---------- Trecho fornecido

Agora foi a vez de ler André Gide, Nobel de Literatura, do ano de 1947. O livro foi Os Subterrâneos do Vaticano. O livro é interessante e mostra um narrador que te prende a atenção, mas, não creio que este livro esteja entre as principais obras do escritor. Ele é do ano de 1914. André Gide nasceu em Paris no ano de 1869 e, morreu, na mesma cidade, no ano de 1951. A sua vida foi sempre de angústias profundas e ela, a sua biografia, esta sim, daria uma bela obra prima. Em seu diário confessava: "Foi minha infância solitária e mal humorada que me fez o que sou". Mãe protestante e autoritária se complementaram com um colégio, igualmente protestante e autoritário. Ah! Os rigores da moral. Hipocrisia à vista.

--------------------
---------- Dados fornecidos

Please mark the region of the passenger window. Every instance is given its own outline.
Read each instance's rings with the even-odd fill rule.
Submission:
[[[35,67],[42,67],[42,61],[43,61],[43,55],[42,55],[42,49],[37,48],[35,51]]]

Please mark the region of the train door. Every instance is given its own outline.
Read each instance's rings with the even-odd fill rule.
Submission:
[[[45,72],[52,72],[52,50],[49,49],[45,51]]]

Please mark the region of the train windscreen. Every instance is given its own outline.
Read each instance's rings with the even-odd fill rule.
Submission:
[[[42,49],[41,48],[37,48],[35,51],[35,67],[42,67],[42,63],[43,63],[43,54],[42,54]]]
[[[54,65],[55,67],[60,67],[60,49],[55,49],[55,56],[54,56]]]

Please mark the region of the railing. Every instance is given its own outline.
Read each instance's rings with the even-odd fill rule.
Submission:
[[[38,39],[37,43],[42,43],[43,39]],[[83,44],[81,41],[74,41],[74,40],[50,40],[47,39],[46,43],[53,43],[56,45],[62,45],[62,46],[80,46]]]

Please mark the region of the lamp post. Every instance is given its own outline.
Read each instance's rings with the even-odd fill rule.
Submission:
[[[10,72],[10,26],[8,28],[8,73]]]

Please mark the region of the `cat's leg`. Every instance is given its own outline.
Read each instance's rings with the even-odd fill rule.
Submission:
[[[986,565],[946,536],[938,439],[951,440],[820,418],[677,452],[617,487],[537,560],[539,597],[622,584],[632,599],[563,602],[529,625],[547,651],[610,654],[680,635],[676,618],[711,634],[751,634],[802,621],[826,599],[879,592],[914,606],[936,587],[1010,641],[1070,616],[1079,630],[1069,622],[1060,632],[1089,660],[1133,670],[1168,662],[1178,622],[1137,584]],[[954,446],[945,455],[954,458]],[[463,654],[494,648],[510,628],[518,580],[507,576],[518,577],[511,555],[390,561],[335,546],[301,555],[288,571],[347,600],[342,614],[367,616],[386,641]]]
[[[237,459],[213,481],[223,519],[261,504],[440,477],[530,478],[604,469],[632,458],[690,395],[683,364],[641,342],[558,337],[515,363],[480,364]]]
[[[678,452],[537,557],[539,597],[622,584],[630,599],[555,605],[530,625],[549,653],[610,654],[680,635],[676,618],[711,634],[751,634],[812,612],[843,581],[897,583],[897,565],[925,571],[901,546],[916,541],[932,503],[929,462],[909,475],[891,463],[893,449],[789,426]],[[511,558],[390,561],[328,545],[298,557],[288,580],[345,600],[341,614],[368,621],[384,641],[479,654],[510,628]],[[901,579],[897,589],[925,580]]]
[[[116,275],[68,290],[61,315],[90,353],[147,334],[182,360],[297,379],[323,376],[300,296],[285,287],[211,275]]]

--------------------

» **Instruções das tarefas**
- A) Responda às perguntas com base no trecho sobre André Gide:
(i) Em que ano Gide recebeu o Nobel de Literatura?
(ii) De que ano é o livro Os Subterrâneos do Vaticano?
(iii) Em que cidade Gide nasceu e morreu?
- B) Liste, na ordem em que aparecem, todos os anos citados no trecho sobre André Gide.
As linhas não são necessárias para realizar as tarefas.

» **Respostas do exercício**
- A)
(i) 1947
(ii) 1914
(iii) Paris

- B) 1947, 1914, 1869, 1951